**** EXERCISE MATERIAL ****

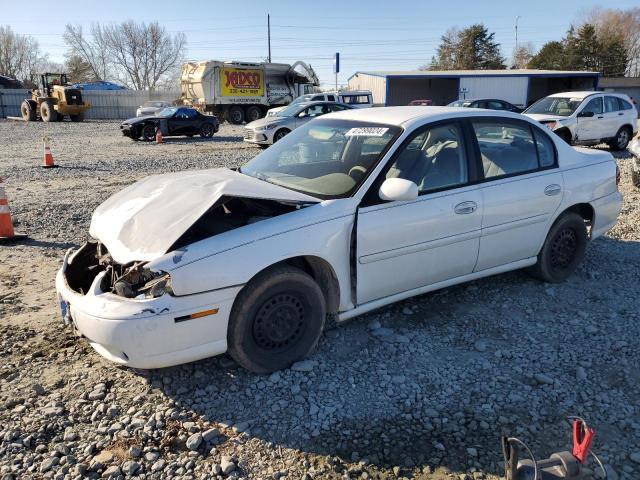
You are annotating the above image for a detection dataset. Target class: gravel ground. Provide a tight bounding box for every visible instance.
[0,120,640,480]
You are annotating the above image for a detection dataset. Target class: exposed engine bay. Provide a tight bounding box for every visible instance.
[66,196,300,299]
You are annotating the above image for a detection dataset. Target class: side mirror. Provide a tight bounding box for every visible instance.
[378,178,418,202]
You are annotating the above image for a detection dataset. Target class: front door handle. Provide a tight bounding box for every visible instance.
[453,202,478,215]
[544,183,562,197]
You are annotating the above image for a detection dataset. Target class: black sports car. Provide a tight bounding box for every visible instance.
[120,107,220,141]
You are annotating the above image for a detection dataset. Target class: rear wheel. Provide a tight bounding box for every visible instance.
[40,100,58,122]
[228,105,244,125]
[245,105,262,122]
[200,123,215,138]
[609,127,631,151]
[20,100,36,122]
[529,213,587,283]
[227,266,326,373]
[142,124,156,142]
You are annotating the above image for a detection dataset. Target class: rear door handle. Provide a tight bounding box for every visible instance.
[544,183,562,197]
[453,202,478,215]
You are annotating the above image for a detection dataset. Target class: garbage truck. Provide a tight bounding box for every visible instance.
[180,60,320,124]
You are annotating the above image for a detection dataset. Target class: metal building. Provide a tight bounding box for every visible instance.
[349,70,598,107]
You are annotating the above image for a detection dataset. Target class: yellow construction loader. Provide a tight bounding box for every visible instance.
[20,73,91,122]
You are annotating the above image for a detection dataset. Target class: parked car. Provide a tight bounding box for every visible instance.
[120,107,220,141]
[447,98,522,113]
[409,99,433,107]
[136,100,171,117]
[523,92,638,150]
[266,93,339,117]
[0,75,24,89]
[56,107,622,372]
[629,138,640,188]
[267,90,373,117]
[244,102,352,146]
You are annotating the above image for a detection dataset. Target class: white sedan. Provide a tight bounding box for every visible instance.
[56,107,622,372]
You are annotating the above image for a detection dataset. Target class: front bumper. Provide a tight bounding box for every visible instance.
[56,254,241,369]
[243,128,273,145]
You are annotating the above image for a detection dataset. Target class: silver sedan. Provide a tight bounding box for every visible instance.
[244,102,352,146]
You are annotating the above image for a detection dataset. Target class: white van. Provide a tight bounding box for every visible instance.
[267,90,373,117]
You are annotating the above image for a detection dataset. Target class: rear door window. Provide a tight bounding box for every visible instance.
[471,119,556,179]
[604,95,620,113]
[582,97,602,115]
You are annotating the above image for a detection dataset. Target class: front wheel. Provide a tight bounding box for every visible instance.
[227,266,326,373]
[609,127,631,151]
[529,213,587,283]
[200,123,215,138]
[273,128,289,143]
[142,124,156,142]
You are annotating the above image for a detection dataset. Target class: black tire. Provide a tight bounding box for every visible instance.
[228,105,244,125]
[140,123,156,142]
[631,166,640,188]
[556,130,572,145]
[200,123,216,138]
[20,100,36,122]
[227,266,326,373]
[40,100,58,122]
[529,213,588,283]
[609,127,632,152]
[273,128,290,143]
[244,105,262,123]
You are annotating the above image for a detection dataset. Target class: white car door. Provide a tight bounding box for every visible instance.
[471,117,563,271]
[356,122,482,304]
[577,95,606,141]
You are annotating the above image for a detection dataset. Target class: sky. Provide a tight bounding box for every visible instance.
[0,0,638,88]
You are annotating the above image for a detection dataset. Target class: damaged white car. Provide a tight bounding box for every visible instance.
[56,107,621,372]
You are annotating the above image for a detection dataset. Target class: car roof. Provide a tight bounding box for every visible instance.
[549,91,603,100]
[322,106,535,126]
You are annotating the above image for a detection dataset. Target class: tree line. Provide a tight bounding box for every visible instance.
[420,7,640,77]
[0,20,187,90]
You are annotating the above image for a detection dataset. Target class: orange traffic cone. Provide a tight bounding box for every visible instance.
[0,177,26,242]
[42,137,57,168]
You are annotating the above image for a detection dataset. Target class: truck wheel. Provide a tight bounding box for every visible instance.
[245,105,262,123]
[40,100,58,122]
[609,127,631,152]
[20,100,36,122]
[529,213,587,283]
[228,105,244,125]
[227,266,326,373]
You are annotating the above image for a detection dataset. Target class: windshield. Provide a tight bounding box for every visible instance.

****

Print only the lines from the one with "Target class: car" to the end of the records, both included.

You are annotating the above image for a detection dataset. Target class: car roof. Provide a tight bounding box for every visible instance.
[549,91,603,100]
[322,106,535,126]
You are annotating the above image for a detection dataset. Target class: tree line. Provide a tight bounding box for every visible instance.
[420,7,640,77]
[0,20,187,90]
You are annotating the above image for a detection dataset. Target class: orange traffic cone. Provide a tight bounding box for every visible instance.
[0,177,26,242]
[42,137,57,168]
You are annotating the above image for a detection dataset. Target class: truck wheel. Provide a tight bounding box for every visible instance.
[245,105,262,123]
[40,100,58,122]
[609,127,631,152]
[20,100,36,122]
[529,213,587,283]
[228,105,244,125]
[227,266,326,373]
You are annotating the above image for a detection dataset. Target class: windshield. Provide a tight bounding box for every visible instance.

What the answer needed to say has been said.